[Problem requirements]: The records that follow are to be copied word for word. Pictures should be omitted.

*****

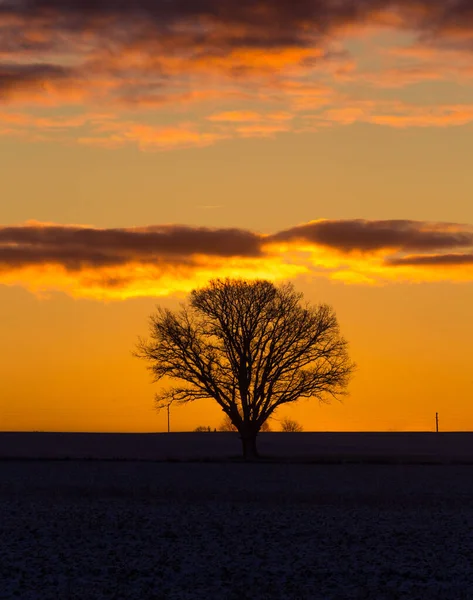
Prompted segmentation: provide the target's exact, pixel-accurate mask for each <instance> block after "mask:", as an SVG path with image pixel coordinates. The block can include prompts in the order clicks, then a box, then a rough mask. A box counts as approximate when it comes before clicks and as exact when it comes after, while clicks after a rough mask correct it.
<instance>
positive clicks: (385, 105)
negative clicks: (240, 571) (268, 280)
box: [0, 0, 473, 431]
mask: <svg viewBox="0 0 473 600" xmlns="http://www.w3.org/2000/svg"><path fill="white" fill-rule="evenodd" d="M125 4H127V3H122V5H123V6H124V5H125ZM204 5H205V6H204ZM24 6H26V5H24V4H23V3H22V2H21V1H20V0H11V1H10V0H8V1H7V2H4V3H2V4H1V6H0V159H1V165H2V173H1V175H2V200H1V204H0V305H1V307H2V314H3V317H4V318H3V319H2V325H1V328H2V329H1V334H2V335H1V336H0V381H1V383H2V385H1V388H0V429H4V430H68V431H73V430H78V431H160V430H164V429H165V427H166V417H165V415H164V414H159V415H158V414H156V413H155V411H154V409H153V395H154V391H155V389H154V387H153V386H152V385H151V384H150V380H149V375H148V373H147V372H146V369H145V366H144V365H143V364H141V363H140V362H139V361H137V360H136V359H134V358H133V357H132V356H131V351H132V350H133V347H134V344H135V342H136V338H137V336H138V335H144V334H146V327H147V317H148V315H149V314H150V312H151V311H152V310H153V307H154V306H155V304H156V303H157V302H159V303H164V304H165V305H166V306H170V307H174V306H177V304H178V302H179V301H180V300H182V299H183V298H184V297H185V294H186V293H187V292H188V291H190V290H191V289H193V287H195V286H199V285H204V284H205V283H206V281H208V279H209V278H210V277H214V276H227V275H230V276H235V275H238V276H240V275H241V276H244V277H254V276H260V277H268V278H271V279H272V280H274V281H284V280H286V279H290V280H292V281H294V283H295V284H296V287H297V288H298V289H301V290H302V291H303V292H304V293H305V295H306V297H307V298H308V299H309V300H312V301H314V302H318V301H323V302H329V303H331V304H333V306H334V308H335V310H336V312H337V314H338V315H339V318H340V322H341V326H342V332H343V333H344V335H345V336H346V337H347V338H348V339H349V341H350V343H351V352H352V355H353V358H354V360H355V361H356V362H357V364H358V371H357V373H356V376H355V379H354V380H353V383H352V385H351V387H350V392H351V394H350V396H349V397H348V398H346V399H345V400H344V402H343V404H339V403H333V404H332V405H330V406H325V405H324V406H318V405H317V404H316V403H310V402H306V401H304V402H302V403H300V404H299V405H297V406H294V407H291V409H290V410H289V409H285V411H284V414H282V413H281V415H279V417H281V418H282V417H284V416H292V417H294V418H297V419H298V420H300V421H301V423H302V424H303V425H304V428H305V429H306V430H312V429H313V430H324V429H329V430H364V429H366V430H416V429H422V430H425V429H432V428H433V427H434V418H435V412H436V411H438V412H439V413H440V419H441V426H442V427H443V428H445V429H452V430H457V429H459V430H462V429H467V430H468V429H472V428H473V408H472V407H471V406H472V402H471V399H472V397H473V376H472V368H471V339H473V321H472V319H471V318H469V317H470V313H471V308H470V307H471V306H472V304H473V303H472V300H473V202H472V201H471V189H472V186H473V171H472V169H471V160H470V157H471V151H472V147H471V146H472V141H471V140H472V139H473V138H472V135H471V134H472V130H471V128H472V122H473V69H472V67H471V48H472V47H473V46H472V44H471V38H472V37H473V9H467V8H465V7H464V6H463V9H462V12H461V14H460V12H458V13H457V12H456V11H457V10H458V11H460V5H458V8H452V7H450V9H449V10H448V11H446V10H445V3H443V2H435V1H429V2H427V1H426V0H424V1H416V2H412V1H410V2H407V0H406V1H400V2H399V3H398V8H397V9H396V11H393V9H392V3H388V2H386V3H385V5H383V3H382V2H381V3H380V2H379V1H376V2H375V0H373V1H371V0H369V1H368V2H366V3H363V7H361V5H360V7H359V8H358V9H356V10H354V9H353V3H348V2H347V3H344V2H335V1H333V0H324V1H323V2H318V3H315V2H313V1H312V0H303V1H302V2H300V3H297V10H296V9H295V8H294V7H295V3H293V2H289V0H287V1H285V0H284V1H281V2H278V3H274V2H269V1H267V0H252V1H251V2H248V3H241V2H235V1H234V0H224V1H223V2H222V1H220V2H217V0H215V2H205V3H204V2H200V0H193V1H192V2H191V1H190V0H189V1H188V2H187V1H184V2H181V3H177V2H160V1H159V0H157V1H156V2H155V3H151V4H150V3H147V2H145V0H137V1H135V2H133V3H132V2H131V1H130V6H129V7H128V9H126V10H125V9H123V11H122V12H121V11H120V10H118V9H116V8H113V7H112V8H111V6H112V5H111V4H110V3H108V2H106V1H105V0H98V1H97V2H95V3H94V6H93V7H92V8H91V9H90V10H89V11H88V12H87V13H84V12H83V8H81V3H80V2H79V1H78V0H34V1H32V2H30V3H29V4H28V7H26V8H24ZM150 6H151V8H150ZM350 6H351V8H350ZM205 7H206V8H205ZM138 9H141V10H138ZM220 420H221V415H220V412H219V409H218V408H216V407H215V406H214V405H213V404H212V403H211V402H209V403H205V402H203V403H198V404H195V405H193V406H188V407H186V408H179V409H176V410H175V411H174V413H173V415H172V426H173V429H175V430H186V429H193V428H194V427H195V426H197V425H210V426H212V427H216V426H218V424H219V422H220ZM273 428H274V429H277V428H278V423H277V422H276V421H275V422H274V423H273Z"/></svg>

*****

[Your solution]:
Prompted segmentation: provide the target's exact, pixel-accurate mask for each <instance> block after "mask:", as an SVG path with image pixel coordinates. The block can include prompts in the order clicks, then a box, then a rough mask. A box counts as approximate when it comes before clicks and as exact when it comes after, while clicks after a rough mask correct it.
<instance>
positive clicks: (385, 105)
negative clicks: (240, 571) (268, 280)
box: [0, 0, 473, 431]
mask: <svg viewBox="0 0 473 600" xmlns="http://www.w3.org/2000/svg"><path fill="white" fill-rule="evenodd" d="M125 4H127V3H122V5H123V6H124V5H125ZM204 5H205V6H204ZM24 6H26V5H24V4H23V3H22V2H21V1H20V0H11V1H10V0H8V1H7V2H4V3H2V4H1V6H0V159H1V165H2V173H1V175H2V200H1V204H0V305H1V307H2V314H3V317H4V318H3V319H2V325H1V328H2V329H1V334H2V335H1V336H0V381H1V383H2V385H1V388H0V429H4V430H68V431H73V430H78V431H160V430H164V429H165V427H166V417H165V415H164V414H159V415H158V414H156V413H155V411H154V409H153V395H154V391H155V389H154V387H153V386H152V385H151V384H150V380H149V375H148V373H147V372H146V369H145V366H144V365H143V364H141V363H140V362H139V361H137V360H136V359H134V358H133V357H132V356H131V351H132V350H133V347H134V344H135V342H136V338H137V336H138V335H144V334H146V327H147V317H148V315H149V314H150V312H151V311H152V310H153V307H154V306H155V304H156V303H157V302H159V303H164V304H165V305H166V306H170V307H174V306H177V304H178V302H179V301H180V300H182V299H183V298H184V297H185V294H186V293H187V292H188V291H190V290H191V289H193V287H195V286H199V285H204V284H205V283H206V281H208V279H209V278H210V277H214V276H227V275H230V276H235V275H238V276H240V275H241V276H244V277H254V276H260V277H268V278H271V279H272V280H274V281H284V280H286V279H290V280H292V281H294V283H295V284H296V287H297V288H298V289H301V290H302V291H303V292H304V293H305V295H306V297H307V298H308V299H309V300H312V301H314V302H318V301H323V302H329V303H331V304H333V306H334V308H335V310H336V312H337V314H338V315H339V318H340V322H341V326H342V332H343V333H344V335H345V336H346V337H347V338H348V339H349V341H350V343H351V352H352V355H353V358H354V360H355V361H356V362H357V364H358V371H357V373H356V376H355V379H354V380H353V383H352V385H351V387H350V392H351V394H350V396H349V397H348V398H346V399H345V400H344V402H343V404H339V403H333V404H332V405H330V406H325V405H324V406H318V405H317V404H316V403H310V402H306V401H304V402H302V403H300V404H299V405H297V406H294V407H291V409H290V410H289V409H285V411H284V414H282V413H281V415H279V417H281V418H282V417H284V416H292V417H294V418H297V419H298V420H300V421H301V423H302V424H303V425H304V428H305V429H306V430H312V429H313V430H324V429H329V430H364V429H366V430H416V429H422V430H425V429H432V428H433V427H434V418H435V412H436V411H438V412H439V413H440V419H441V426H442V427H443V428H445V429H452V430H457V429H459V430H462V429H467V430H468V429H472V428H473V408H472V407H471V406H472V402H471V399H472V397H473V376H472V368H471V339H473V321H472V319H471V318H469V317H470V313H471V308H470V307H471V306H472V304H473V303H472V300H473V202H472V201H471V189H472V186H473V171H472V169H471V160H470V157H471V151H472V147H471V146H472V141H471V140H472V139H473V138H472V135H471V134H472V130H471V128H472V122H473V69H472V67H471V48H472V47H473V46H472V44H471V38H472V37H473V9H467V8H465V7H464V6H463V9H462V12H461V14H460V12H458V13H457V12H456V11H457V10H458V11H460V5H458V8H452V7H450V9H449V10H448V11H446V10H445V3H443V2H435V1H429V2H427V1H426V0H424V1H416V2H412V1H410V2H407V0H406V1H400V2H399V3H398V8H397V9H396V11H393V9H392V3H388V2H386V3H385V5H383V3H382V2H381V3H380V2H379V1H376V2H375V0H373V1H371V0H369V1H368V2H366V3H363V7H361V5H360V7H359V8H358V9H356V10H354V9H353V3H348V2H347V3H344V2H335V1H333V0H324V1H323V2H318V3H315V2H313V1H312V0H303V1H302V2H300V3H297V10H296V9H295V8H294V7H295V3H293V2H289V0H287V1H285V0H284V1H281V2H278V3H274V2H269V1H267V0H252V1H251V2H248V3H241V2H235V1H234V0H224V1H223V2H222V1H220V2H217V0H215V2H205V3H204V2H200V0H193V1H192V2H191V1H190V0H189V1H188V2H187V1H184V2H181V3H177V2H160V1H159V0H157V1H156V2H155V3H151V4H150V3H147V2H145V0H137V1H135V2H133V3H132V2H131V1H130V6H129V7H128V9H126V10H125V9H123V11H122V12H121V11H120V10H118V9H116V8H113V7H112V8H111V6H112V5H111V4H110V3H108V2H106V1H105V0H98V1H97V2H95V3H94V6H93V7H92V8H91V9H90V10H89V11H88V12H87V13H84V12H83V8H81V3H80V2H79V1H78V0H34V1H32V2H30V3H29V4H28V7H26V8H24ZM150 6H151V8H150ZM350 6H351V8H350ZM205 7H206V8H205ZM138 9H141V10H138ZM220 420H221V415H220V412H219V409H218V408H216V407H215V406H214V405H213V404H212V403H211V402H209V403H205V402H203V403H198V404H195V405H193V406H188V407H186V408H179V409H176V410H175V411H174V413H173V415H172V426H173V429H175V430H186V429H193V428H194V427H195V426H197V425H210V426H212V427H216V426H218V424H219V422H220ZM273 428H274V429H277V428H278V423H277V422H276V421H275V422H274V423H273Z"/></svg>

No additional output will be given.